REQUIREMENT 1 - According to the article on the New Zealand Prime Minister's visit to India, at which event has Christopher Luxon been given the honor of Chief Guest?
REQUIREMENT 2 - Collect every line of the rows that contains the string "desk", matching case exactly.

GIVEN TEXT -
Balaji Chandramohan
New Delhi, March 12, 2025
New Zealand Prime Minister Christopher Luxon’s scheduled State visit to India (March 17 to March 201) will enhance the strategic partnership between New Delhi and Wellington.
Icing the cake on the visit is that Mr Luxon has been given the honour of being the Chief Guest at the Annual Raisina Dialogue, enhancing the importance of Wellington in the overall geopolitics of the Indo-Pacific region.
For its part, after the end of the Cold War, India shed its ideological trappings and now seeks to conduct its bilateral relations not only on shared values of democracy but also to incorporate notions of realpolitik and a sound understanding of the present geo-political changes.
The visit assumes significance as India has started to show pronounced interest in the affairs of the Pacific Islands. As a fact, India decided to accredit the Cook Islands Diplomatic Mission to Wellington rather than Fiji.
The Commonwealth Connection
In the above context, China has enhanced its strategic scope in the Pacific Islands with the recent signing of the strategic partnership between the Cook Islands and China.

DATA EXCERPTS -
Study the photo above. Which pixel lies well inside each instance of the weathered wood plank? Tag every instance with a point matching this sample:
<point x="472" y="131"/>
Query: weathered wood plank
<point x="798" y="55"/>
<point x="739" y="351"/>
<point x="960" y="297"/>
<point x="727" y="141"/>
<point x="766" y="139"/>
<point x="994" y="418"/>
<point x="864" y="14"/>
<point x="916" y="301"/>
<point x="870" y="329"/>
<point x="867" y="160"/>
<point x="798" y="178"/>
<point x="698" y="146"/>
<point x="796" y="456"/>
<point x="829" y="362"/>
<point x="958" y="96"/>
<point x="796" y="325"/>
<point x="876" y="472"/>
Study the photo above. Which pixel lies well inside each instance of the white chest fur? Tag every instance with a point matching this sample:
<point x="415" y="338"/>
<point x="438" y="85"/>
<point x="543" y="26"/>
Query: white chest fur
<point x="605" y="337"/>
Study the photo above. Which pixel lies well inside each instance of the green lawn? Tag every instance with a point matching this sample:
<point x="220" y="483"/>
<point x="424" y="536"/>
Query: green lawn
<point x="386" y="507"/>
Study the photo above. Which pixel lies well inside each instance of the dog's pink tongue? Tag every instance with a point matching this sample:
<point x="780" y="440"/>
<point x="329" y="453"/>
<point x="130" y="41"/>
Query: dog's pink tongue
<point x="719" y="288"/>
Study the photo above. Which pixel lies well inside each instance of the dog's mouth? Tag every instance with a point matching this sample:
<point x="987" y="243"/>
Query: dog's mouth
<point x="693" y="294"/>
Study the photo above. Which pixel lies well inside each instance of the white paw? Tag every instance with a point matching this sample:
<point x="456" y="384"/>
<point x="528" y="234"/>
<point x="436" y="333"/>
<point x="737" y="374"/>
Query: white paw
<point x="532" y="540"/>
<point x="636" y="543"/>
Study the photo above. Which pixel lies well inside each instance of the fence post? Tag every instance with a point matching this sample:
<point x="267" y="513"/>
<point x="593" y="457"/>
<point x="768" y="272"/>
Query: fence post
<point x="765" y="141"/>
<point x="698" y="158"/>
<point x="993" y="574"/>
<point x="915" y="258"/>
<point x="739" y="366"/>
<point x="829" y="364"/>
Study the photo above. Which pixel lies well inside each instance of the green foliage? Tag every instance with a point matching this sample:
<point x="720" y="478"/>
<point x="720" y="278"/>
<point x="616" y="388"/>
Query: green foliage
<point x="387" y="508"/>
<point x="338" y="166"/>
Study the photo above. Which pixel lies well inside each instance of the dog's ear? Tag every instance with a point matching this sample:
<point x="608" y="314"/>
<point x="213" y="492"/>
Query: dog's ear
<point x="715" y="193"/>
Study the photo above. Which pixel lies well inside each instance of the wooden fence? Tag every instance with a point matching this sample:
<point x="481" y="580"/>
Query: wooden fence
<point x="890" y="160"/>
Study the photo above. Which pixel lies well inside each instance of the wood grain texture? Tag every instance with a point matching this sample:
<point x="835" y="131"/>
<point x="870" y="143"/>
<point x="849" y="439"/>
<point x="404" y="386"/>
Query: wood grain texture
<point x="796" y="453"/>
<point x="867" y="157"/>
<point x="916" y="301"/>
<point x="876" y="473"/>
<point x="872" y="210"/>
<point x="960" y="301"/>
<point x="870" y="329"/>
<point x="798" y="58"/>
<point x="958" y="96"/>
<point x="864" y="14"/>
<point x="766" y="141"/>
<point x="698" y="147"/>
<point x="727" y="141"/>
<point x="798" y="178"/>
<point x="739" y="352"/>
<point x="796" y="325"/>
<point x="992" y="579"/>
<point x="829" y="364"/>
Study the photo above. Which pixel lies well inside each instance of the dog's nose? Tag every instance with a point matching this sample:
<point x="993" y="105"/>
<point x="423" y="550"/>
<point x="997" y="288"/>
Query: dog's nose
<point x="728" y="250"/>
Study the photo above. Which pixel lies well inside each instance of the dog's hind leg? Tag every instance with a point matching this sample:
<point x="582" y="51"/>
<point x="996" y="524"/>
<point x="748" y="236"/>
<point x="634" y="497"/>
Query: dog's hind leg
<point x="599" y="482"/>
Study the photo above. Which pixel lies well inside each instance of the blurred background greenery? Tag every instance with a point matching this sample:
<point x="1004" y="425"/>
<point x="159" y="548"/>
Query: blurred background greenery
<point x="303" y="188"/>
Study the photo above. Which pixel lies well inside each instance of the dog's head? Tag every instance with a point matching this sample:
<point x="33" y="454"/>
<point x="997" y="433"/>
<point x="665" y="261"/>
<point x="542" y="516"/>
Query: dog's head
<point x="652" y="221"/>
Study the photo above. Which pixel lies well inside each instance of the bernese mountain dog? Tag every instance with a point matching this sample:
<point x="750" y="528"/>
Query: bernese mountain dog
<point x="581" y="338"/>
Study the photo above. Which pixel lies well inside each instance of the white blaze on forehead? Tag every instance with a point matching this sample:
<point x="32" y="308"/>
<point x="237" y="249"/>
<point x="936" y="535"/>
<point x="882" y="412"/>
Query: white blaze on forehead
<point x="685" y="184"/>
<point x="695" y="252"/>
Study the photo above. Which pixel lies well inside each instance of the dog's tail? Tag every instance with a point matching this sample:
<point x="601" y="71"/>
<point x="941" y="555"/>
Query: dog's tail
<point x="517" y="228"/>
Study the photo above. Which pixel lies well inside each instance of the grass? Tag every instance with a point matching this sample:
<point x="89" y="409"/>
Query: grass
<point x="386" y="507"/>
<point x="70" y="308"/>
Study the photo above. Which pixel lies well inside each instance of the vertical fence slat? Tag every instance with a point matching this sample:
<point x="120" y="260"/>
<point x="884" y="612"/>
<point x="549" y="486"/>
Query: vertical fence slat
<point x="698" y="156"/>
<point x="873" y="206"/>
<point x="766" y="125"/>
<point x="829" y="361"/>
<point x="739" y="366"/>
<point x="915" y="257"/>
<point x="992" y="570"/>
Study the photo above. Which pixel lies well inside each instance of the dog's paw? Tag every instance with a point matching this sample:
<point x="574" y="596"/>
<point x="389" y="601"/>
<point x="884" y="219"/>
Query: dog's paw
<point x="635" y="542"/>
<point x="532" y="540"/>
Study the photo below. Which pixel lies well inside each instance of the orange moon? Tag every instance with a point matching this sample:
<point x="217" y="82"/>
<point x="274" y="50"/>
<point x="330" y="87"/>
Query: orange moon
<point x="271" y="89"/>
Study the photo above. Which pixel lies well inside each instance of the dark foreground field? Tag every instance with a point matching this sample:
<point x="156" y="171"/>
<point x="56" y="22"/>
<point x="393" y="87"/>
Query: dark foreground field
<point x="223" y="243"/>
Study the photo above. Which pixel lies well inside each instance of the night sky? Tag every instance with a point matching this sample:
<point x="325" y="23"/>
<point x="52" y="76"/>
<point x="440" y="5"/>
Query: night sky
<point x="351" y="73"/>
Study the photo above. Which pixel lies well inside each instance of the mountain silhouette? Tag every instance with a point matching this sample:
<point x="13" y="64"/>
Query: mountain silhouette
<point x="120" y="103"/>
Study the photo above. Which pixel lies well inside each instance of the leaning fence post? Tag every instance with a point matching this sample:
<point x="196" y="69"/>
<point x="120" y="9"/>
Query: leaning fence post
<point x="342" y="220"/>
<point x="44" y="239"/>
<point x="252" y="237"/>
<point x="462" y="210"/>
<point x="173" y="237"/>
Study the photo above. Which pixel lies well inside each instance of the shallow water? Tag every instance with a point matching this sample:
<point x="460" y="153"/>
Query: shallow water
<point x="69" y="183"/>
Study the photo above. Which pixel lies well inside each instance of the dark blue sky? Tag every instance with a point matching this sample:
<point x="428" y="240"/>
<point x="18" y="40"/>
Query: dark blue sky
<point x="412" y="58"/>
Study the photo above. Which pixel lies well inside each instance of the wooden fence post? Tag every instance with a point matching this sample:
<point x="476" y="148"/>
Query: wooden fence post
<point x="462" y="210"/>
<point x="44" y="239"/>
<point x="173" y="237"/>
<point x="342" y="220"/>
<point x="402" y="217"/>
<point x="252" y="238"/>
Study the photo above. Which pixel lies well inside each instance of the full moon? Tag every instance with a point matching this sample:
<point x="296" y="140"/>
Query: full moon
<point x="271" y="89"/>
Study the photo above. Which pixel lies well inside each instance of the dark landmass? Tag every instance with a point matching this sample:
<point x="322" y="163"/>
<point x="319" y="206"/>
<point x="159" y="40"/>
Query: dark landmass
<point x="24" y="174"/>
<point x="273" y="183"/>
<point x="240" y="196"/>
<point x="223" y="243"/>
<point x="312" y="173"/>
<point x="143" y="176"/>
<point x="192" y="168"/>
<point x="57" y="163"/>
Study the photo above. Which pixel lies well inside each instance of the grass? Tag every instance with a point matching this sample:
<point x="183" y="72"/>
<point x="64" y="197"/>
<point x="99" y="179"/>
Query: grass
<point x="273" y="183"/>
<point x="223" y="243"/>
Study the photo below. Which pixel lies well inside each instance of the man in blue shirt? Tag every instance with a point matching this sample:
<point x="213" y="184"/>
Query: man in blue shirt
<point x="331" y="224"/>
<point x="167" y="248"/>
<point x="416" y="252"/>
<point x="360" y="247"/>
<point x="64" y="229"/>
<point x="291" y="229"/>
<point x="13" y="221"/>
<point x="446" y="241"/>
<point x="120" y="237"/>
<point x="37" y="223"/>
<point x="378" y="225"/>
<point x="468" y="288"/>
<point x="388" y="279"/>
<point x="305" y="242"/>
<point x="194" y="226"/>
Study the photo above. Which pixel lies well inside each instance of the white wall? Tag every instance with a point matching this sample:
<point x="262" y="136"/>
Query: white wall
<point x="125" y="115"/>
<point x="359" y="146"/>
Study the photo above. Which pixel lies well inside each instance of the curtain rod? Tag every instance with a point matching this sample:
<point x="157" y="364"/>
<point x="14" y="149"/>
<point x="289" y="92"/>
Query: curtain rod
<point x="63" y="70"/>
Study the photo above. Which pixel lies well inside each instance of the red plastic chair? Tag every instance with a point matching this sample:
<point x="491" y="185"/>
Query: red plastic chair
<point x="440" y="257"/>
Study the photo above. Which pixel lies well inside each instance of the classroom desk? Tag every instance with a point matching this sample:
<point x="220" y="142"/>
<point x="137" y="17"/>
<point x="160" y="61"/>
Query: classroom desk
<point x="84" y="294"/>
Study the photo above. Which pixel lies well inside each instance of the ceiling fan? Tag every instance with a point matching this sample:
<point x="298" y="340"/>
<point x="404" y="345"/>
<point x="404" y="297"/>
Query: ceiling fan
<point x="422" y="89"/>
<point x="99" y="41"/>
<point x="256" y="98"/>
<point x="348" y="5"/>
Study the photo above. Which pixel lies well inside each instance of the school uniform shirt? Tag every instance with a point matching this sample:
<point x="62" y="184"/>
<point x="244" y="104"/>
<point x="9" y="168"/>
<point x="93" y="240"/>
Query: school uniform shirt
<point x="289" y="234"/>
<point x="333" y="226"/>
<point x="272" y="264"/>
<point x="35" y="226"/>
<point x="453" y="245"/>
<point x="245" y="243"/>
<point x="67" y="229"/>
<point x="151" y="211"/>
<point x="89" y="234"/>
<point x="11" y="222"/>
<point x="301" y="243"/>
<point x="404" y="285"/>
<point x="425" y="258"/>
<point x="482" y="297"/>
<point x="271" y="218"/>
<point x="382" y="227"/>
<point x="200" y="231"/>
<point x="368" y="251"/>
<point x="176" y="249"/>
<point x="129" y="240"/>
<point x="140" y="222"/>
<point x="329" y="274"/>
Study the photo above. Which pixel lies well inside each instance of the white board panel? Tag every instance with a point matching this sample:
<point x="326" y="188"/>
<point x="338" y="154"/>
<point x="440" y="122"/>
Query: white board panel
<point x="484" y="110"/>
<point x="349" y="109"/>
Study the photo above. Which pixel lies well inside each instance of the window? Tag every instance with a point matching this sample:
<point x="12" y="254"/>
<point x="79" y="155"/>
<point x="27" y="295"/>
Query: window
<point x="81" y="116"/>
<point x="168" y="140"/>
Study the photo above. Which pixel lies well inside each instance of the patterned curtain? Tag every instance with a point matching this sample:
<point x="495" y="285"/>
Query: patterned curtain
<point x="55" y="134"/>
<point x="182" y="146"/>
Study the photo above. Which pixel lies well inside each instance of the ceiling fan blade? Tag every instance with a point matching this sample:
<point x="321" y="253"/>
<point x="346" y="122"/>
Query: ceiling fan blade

RESPONSE 1 - The Annual Raisina Dialogue.

RESPONSE 2 -
Study the photo above. Which pixel lies well inside each instance of the classroom desk? Tag every instance with a point matching this sample:
Query: classroom desk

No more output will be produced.